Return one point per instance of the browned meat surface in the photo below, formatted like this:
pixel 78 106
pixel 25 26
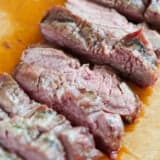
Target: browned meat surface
pixel 5 155
pixel 116 95
pixel 20 138
pixel 79 30
pixel 84 96
pixel 132 9
pixel 152 14
pixel 46 123
pixel 12 98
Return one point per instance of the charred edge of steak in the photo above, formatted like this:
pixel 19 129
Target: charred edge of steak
pixel 134 60
pixel 152 14
pixel 68 30
pixel 100 80
pixel 67 100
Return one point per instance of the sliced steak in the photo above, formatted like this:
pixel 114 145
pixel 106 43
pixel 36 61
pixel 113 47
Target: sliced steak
pixel 152 14
pixel 20 138
pixel 12 98
pixel 116 95
pixel 142 64
pixel 70 140
pixel 5 155
pixel 89 37
pixel 77 104
pixel 132 9
pixel 46 120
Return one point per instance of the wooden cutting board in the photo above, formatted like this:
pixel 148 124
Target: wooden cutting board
pixel 19 27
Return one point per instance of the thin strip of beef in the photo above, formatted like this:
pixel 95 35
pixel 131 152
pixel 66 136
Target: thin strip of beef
pixel 47 120
pixel 116 95
pixel 81 106
pixel 5 155
pixel 118 25
pixel 94 40
pixel 12 98
pixel 18 137
pixel 77 141
pixel 152 14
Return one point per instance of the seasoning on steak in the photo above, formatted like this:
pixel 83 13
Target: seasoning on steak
pixel 101 80
pixel 66 91
pixel 132 9
pixel 152 14
pixel 46 120
pixel 5 155
pixel 79 30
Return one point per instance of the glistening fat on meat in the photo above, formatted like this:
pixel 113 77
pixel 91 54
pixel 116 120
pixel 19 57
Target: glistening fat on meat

▶ **Task directions**
Can you write out the data from the line containing "Return one point per instance of the glistening" through the end, substituting "beef" for "meat" and changing nothing else?

▶ **Exercise response**
Return one point per instance of the glistening fat on beef in the photo above, formatted like this:
pixel 113 77
pixel 91 54
pixel 116 120
pixel 19 57
Target: glistening fat on beef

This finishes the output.